[SOURCE start]

They were rolling down Highway 20 in the late summer of 2009, returning to his girlfriend’s house in Plainview after exploring Antelope and Pierce counties.
Carson Vaughan didn’t know anything about this part of the state. It was still unfamiliar ground to him.
“When you grow up in Broken Bow, you don’t spend a lot of time in northeast Nebraska,” he said this week. “There’s not much of a reason to.”
And the English and journalism major also didn’t know that what his girlfriend would say next — as they slowed for the wide spot in the road called Royal — would make this his second home for the next 10 years.
“Mel just very nonchalantly threw her thumb out the window and said, ‘Oh, hey. That’s where Reuben got shot.’”
“And I was like, ‘Who was Reuben?’”
Reuben was a chimpanzee, of course, a celebrity in rural northeast Nebraska.
He’d been killed four years earlier when he escaped the enclosure Johnny Carson’s money built in one of the smallest of towns.
But Reuben would also become the reason the UNL senior returned to Royal the next weekend, and kept returning for years — driving northwest from Lincoln on weekends as an undergrad, flying from North Carolina while getting his master’s — to ultimately spend hundreds of hours untangling the story of the Royal Zoo.
Reuben would first serve as a supporting character in Vaughan’s senior honors thesis, which would lead to a project more complicated and more demanding than he could have ever imagined that moment he heard the chimp’s name on Highway 20.
“I’d go the first day thinking this was just about a chimpanzee escaping in a small town,” he said. “Then I find out those four chimps are retired entertainment chimps from Los Angeles.”
And then he’d find out about one man’s passion for primates and his distaste for zoos, even though he’d founded Royal’s. About the small-town dynamics at play in the background. About the decisions that led to the chimps setting themselves free that day, opening their own gate, sealing their own fate.
“The more I talked to people, the more those layers began to reveal themselves.”
Then, finally, after successes and setbacks, he’d find himself reading from his book — “Zoo Nebraska: The Dismantling of an American Dream” — in Chicago, and across Nebraska, and getting ready for gigs in Kansas City and Milwaukee, all because his future wife had stuck her thumb out the car window and pointed.
But it took him a third of his life to get here.
* * *
He finished with a detailed, thoroughly reported book, but here’s what Vaughan knew when he started: Four chimps escaped the small-town zoo and briefly terrorized Royal in September 2005, and three were shot.
He also knew he was desperate for something to write about for his journalism senior honors thesis.

[SOURCE end]
[INFORMATION GIVEN start]

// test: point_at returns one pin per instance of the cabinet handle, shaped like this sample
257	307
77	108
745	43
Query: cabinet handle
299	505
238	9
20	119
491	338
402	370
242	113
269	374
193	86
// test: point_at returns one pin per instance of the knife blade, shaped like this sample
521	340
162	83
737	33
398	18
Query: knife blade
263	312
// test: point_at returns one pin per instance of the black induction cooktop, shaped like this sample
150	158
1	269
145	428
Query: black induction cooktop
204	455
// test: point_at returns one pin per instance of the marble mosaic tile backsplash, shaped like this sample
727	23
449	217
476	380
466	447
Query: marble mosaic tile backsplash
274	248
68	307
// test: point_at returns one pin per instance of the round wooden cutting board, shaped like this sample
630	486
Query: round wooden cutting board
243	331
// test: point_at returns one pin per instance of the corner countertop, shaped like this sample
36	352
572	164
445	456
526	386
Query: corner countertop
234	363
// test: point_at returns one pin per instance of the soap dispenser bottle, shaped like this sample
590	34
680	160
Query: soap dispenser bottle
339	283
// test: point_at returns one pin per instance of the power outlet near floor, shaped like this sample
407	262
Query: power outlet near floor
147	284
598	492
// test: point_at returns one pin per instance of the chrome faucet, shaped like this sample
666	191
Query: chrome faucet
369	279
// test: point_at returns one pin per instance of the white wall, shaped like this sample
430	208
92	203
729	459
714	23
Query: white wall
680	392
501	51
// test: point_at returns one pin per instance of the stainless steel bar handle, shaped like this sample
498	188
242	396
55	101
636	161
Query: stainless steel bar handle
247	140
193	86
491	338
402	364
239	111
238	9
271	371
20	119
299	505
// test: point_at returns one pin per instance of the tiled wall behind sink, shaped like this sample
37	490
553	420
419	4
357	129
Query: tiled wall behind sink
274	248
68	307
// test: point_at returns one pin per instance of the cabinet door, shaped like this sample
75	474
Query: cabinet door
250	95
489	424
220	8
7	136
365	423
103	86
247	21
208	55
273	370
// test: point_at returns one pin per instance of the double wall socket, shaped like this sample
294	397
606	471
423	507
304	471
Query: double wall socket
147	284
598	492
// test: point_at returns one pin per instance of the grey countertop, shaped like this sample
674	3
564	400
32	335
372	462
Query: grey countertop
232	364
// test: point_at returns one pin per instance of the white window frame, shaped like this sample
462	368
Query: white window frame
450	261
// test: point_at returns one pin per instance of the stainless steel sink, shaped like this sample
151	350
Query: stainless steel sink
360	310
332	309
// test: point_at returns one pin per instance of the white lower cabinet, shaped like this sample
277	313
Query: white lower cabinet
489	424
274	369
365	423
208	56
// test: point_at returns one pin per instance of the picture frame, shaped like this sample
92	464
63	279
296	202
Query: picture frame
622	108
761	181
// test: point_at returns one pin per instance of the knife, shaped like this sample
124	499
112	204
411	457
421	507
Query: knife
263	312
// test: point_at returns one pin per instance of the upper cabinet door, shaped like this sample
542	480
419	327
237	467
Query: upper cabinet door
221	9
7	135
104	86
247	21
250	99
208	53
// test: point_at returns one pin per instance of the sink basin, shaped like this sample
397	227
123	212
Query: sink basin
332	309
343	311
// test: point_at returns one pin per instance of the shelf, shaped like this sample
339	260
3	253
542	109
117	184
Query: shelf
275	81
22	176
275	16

[INFORMATION GIVEN end]

## PROBLEM DESCRIPTION:
In the article on the Royal Zoo, what is the title of Carson Vaughan's book?

## THE RESPONSE:
"Zoo Nebraska: The Dismantling of an American Dream"